→ Yazı
================================

1977-1982 yılları arasında küçük bir Akdeniz sahil köyü olan Tırtar İlkokuluna gittiğim yıllarda Antalya ve Mersin’i birbirine bağlayan karayolunun kenarından her gün yürüyerek okula gidip gelirdik kardeşlerimle. Limonlu (Lemas) Kasabası sınırları içinde bulunan Dolamaç mahallesinde oturmamıza rağmen bütün komşularımızın çocukları Lemas ilkokulunda okumalarına rağmen biz Tırtar ilkokuluna giderdik. Tırtar ilkokulundan evimize kadar uzun uzadıya sahil boyunca devam eden Antalya-Mersin karayolunun kenarından yürüyerek yolculuk ederdik. Çocukluğumda her gün arşınladığımız bu yollardaki en büyük eğlencelerimizden biri belki de en önemlisi asfalt yoldan gelip geçen araçların plakaları ezberlemek ve hangi yöre ve şehre ait olduğunu bilmek üzerine kendi aramızdaki yarışmalar olurdu. Bu yıllarda asfalt yolda gördüğüm ve hala hafızamda yerini sıcacık muhafaza eden araçların başında üzerinde “Gülnar” yazan araçlar oluşturmaktaydı. Şehirler arası insan taşıyan otobüsler ve Silifke otobüsleri dönemin şartlarına gör gayet lüks araçlar olmasına rağmen “Gülnar” otobüsleri ki genelde yarım otobüs veya minibüs olurlardı, diğerlerinden hemen fark edilirlerdi. Çok eski, her tarafı kırık dökük, çamurlu ve en önemlisi otobüsün üzerinde daima yük ve eşya taşıyan cinstendi. Dönemin şartlarını bugün Pakistan, Bangledeş, Hindistan ve Afrika ülkelerinde belgesellerde gördüğümüz toplu taşıma otobüslerine benzetebiliriz. İşte bu çağının gerisinden gelen bu otobüsler sayesinde tanıdım ben ilkokul yıllarında “Gülnar” diye bir yerleşim yeri olduğunu.
Gülnar, bende dev çiçek bahçelerini çağrıştırmıştır çocukluğumda. Evimizin çevresinde koca koca nar ağaçları olduğu için, nar çiçeklerini ve gül ile özdeşleştirmiş, narları bol bir yer olarak düşünmüşümdür Gülnar’ı. Gülnar, Mersin il merkezinin yaklaşık 150 km batısında yer alan Toros Dağlarına doğru 950 m yükseklikte, Akdeniz’e 32 km mesafede Taşeli Platosu‘nda kurulmuş, Türkmenlerin yerleştiği ve hala Yörüklerin yaşadığı bir şehirdir.

================================

→ Görev Şartları
a) Gülnar yazısına göre Gülnar, Mersin il merkezinin hangi yönünde ve yaklaşık kaç kilometre uzaklıkta?
b) Gülnar yazısından "Gülnar, bende dev" ile başlayıp "yaşadığı bir şehirdir." ile biten kısmı olduğu gibi çıkar.

(Kayıtlı girdiler)
================================

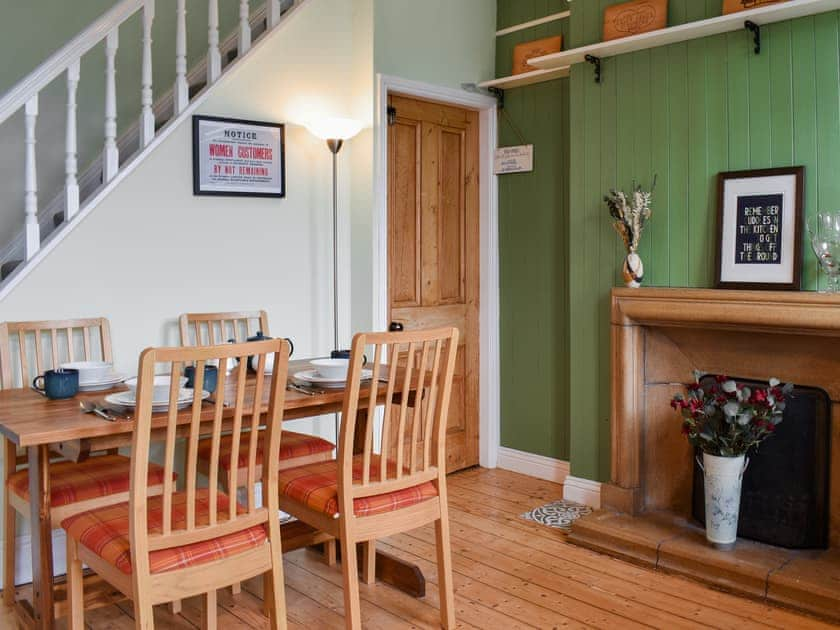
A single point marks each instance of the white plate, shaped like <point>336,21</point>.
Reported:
<point>126,399</point>
<point>98,386</point>
<point>312,376</point>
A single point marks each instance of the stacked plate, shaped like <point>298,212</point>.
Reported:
<point>314,377</point>
<point>128,400</point>
<point>95,376</point>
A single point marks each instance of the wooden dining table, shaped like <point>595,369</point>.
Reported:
<point>46,428</point>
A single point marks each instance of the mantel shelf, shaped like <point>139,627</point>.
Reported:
<point>527,78</point>
<point>685,32</point>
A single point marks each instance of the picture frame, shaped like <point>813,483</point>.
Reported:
<point>759,229</point>
<point>238,158</point>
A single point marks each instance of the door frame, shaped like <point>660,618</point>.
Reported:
<point>488,377</point>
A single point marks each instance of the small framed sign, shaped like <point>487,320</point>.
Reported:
<point>244,158</point>
<point>760,229</point>
<point>518,159</point>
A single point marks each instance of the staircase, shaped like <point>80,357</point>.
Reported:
<point>45,223</point>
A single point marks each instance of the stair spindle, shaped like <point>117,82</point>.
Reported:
<point>244,27</point>
<point>181,89</point>
<point>147,115</point>
<point>214,55</point>
<point>30,186</point>
<point>110,157</point>
<point>71,166</point>
<point>273,13</point>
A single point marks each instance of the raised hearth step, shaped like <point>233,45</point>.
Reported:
<point>806,580</point>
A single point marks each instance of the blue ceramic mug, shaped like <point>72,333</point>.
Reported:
<point>58,384</point>
<point>211,376</point>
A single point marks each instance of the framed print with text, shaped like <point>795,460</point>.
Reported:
<point>759,237</point>
<point>242,158</point>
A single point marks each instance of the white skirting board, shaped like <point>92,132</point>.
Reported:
<point>583,491</point>
<point>538,466</point>
<point>23,550</point>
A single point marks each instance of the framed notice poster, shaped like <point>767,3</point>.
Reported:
<point>238,157</point>
<point>760,229</point>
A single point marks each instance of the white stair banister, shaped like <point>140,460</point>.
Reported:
<point>181,91</point>
<point>71,185</point>
<point>244,27</point>
<point>147,116</point>
<point>214,56</point>
<point>272,9</point>
<point>111,156</point>
<point>30,185</point>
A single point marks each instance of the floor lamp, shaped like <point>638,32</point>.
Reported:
<point>335,131</point>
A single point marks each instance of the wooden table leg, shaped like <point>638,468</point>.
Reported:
<point>42,564</point>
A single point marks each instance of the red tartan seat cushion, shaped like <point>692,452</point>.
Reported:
<point>316,486</point>
<point>292,446</point>
<point>72,482</point>
<point>104,531</point>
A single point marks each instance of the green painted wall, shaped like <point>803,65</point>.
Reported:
<point>533,224</point>
<point>685,112</point>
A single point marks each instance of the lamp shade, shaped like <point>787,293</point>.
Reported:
<point>334,128</point>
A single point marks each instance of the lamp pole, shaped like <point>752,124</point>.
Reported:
<point>334,146</point>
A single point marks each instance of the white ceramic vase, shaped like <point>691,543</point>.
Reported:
<point>722,477</point>
<point>633,270</point>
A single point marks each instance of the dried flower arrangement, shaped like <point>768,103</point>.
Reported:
<point>728,418</point>
<point>630,213</point>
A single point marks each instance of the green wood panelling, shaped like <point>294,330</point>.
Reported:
<point>684,112</point>
<point>533,243</point>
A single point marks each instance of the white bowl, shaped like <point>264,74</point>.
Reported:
<point>161,387</point>
<point>331,368</point>
<point>90,371</point>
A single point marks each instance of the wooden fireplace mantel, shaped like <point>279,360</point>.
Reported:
<point>776,311</point>
<point>660,335</point>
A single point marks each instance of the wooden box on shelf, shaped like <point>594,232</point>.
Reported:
<point>536,48</point>
<point>632,18</point>
<point>733,6</point>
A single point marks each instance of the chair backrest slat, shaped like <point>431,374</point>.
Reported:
<point>201,514</point>
<point>30,341</point>
<point>213,328</point>
<point>411,446</point>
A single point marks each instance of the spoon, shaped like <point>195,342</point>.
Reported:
<point>90,407</point>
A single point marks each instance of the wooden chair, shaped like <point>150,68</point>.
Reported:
<point>195,541</point>
<point>296,449</point>
<point>75,487</point>
<point>396,482</point>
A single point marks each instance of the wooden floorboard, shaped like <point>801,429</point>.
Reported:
<point>509,573</point>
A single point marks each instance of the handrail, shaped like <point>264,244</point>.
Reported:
<point>59,61</point>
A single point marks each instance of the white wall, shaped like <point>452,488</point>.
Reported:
<point>152,250</point>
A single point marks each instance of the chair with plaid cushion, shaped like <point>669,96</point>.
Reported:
<point>157,549</point>
<point>296,449</point>
<point>27,349</point>
<point>395,479</point>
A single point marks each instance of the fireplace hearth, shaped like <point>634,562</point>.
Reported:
<point>659,337</point>
<point>784,496</point>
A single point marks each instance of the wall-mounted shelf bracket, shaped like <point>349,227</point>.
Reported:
<point>499,93</point>
<point>595,61</point>
<point>756,31</point>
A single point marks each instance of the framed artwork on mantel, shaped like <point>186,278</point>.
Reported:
<point>759,232</point>
<point>239,158</point>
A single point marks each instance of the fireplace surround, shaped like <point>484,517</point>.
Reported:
<point>659,336</point>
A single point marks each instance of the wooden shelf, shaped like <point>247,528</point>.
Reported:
<point>544,20</point>
<point>527,78</point>
<point>684,32</point>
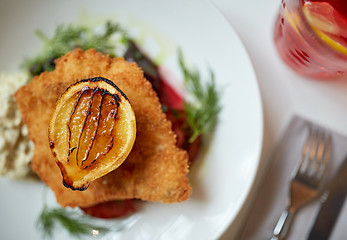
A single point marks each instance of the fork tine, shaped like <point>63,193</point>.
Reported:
<point>315,147</point>
<point>324,156</point>
<point>307,146</point>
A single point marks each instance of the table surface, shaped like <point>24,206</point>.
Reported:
<point>284,93</point>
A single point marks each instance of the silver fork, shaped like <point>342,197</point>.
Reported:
<point>305,184</point>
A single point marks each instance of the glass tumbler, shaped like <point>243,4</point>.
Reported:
<point>311,37</point>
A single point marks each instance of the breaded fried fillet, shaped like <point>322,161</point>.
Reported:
<point>155,170</point>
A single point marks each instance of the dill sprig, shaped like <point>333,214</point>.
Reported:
<point>75,224</point>
<point>202,111</point>
<point>65,39</point>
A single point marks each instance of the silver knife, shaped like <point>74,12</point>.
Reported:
<point>331,207</point>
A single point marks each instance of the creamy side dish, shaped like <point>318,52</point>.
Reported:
<point>16,150</point>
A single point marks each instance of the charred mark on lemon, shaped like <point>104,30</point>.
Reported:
<point>91,132</point>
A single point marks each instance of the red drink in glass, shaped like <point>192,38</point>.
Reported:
<point>311,37</point>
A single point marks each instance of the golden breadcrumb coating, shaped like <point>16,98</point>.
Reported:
<point>155,170</point>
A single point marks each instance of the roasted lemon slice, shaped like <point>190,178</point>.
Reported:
<point>91,131</point>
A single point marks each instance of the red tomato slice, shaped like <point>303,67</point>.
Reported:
<point>111,209</point>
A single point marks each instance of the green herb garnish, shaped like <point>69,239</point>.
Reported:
<point>202,111</point>
<point>68,37</point>
<point>75,224</point>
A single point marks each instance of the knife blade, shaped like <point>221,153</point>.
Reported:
<point>330,209</point>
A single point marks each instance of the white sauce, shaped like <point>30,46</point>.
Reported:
<point>16,150</point>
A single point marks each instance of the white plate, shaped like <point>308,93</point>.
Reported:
<point>223,176</point>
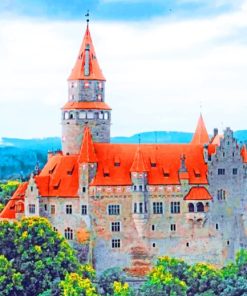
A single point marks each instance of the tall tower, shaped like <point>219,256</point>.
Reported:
<point>86,103</point>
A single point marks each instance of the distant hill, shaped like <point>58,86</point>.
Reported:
<point>18,157</point>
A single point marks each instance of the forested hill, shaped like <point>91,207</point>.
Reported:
<point>18,157</point>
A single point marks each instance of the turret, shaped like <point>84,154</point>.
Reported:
<point>86,101</point>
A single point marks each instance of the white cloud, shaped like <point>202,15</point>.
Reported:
<point>157,73</point>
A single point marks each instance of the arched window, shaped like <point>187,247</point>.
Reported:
<point>68,233</point>
<point>200,207</point>
<point>191,207</point>
<point>66,115</point>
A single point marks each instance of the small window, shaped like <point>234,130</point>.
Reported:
<point>221,171</point>
<point>175,207</point>
<point>53,209</point>
<point>68,233</point>
<point>115,243</point>
<point>157,208</point>
<point>113,209</point>
<point>173,227</point>
<point>115,226</point>
<point>69,209</point>
<point>84,209</point>
<point>32,209</point>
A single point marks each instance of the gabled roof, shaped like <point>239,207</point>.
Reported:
<point>198,193</point>
<point>86,105</point>
<point>9,212</point>
<point>86,60</point>
<point>201,134</point>
<point>244,153</point>
<point>87,153</point>
<point>139,165</point>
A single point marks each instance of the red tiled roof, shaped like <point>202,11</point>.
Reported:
<point>87,153</point>
<point>244,153</point>
<point>198,193</point>
<point>9,212</point>
<point>167,157</point>
<point>201,134</point>
<point>86,105</point>
<point>59,177</point>
<point>139,164</point>
<point>95,72</point>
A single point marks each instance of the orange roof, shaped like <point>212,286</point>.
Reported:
<point>87,153</point>
<point>198,193</point>
<point>86,105</point>
<point>9,212</point>
<point>201,134</point>
<point>244,153</point>
<point>59,177</point>
<point>78,72</point>
<point>139,164</point>
<point>166,170</point>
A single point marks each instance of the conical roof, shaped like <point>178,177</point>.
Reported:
<point>86,66</point>
<point>139,164</point>
<point>201,134</point>
<point>87,153</point>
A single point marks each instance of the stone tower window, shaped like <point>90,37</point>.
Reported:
<point>68,233</point>
<point>115,243</point>
<point>191,208</point>
<point>200,207</point>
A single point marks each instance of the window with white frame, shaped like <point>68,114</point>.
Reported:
<point>157,208</point>
<point>175,207</point>
<point>115,226</point>
<point>114,209</point>
<point>115,243</point>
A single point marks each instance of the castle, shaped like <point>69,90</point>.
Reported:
<point>125,204</point>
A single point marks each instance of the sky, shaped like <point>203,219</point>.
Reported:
<point>164,61</point>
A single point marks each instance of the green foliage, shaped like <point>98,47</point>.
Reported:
<point>10,280</point>
<point>75,285</point>
<point>120,289</point>
<point>41,255</point>
<point>108,277</point>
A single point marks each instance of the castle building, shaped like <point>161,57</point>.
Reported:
<point>125,204</point>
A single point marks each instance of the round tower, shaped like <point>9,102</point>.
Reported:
<point>86,101</point>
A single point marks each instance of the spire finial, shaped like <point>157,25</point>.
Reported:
<point>87,17</point>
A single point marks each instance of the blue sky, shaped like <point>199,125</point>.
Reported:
<point>162,59</point>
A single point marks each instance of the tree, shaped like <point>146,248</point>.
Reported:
<point>10,279</point>
<point>40,254</point>
<point>108,277</point>
<point>75,285</point>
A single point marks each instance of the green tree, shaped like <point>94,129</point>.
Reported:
<point>75,285</point>
<point>10,279</point>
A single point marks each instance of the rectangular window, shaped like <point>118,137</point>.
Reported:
<point>114,209</point>
<point>115,243</point>
<point>157,207</point>
<point>173,227</point>
<point>84,209</point>
<point>53,209</point>
<point>175,207</point>
<point>115,226</point>
<point>69,209</point>
<point>221,171</point>
<point>32,209</point>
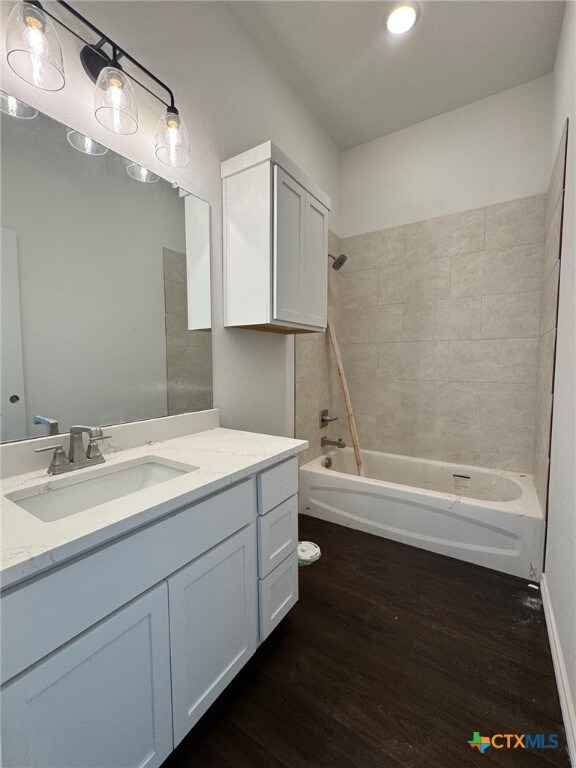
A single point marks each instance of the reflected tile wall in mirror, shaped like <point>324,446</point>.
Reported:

================================

→ Çözümler
a) Mersin il merkezinin yaklaşık 150 km batısında.

b)
Gülnar, bende dev çiçek bahçelerini çağrıştırmıştır çocukluğumda. Evimizin çevresinde koca koca nar ağaçları olduğu için, nar çiçeklerini ve gül ile özdeşleştirmiş, narları bol bir yer olarak düşünmüşümdür Gülnar’ı. Gülnar, Mersin il merkezinin yaklaşık 150 km batısında yer alan Toros Dağlarına doğru 950 m yükseklikte, Akdeniz’e 32 km mesafede Taşeli Platosu‘nda kurulmuş, Türkmenlerin yerleştiği ve hala Yörüklerin yaşadığı bir şehirdir.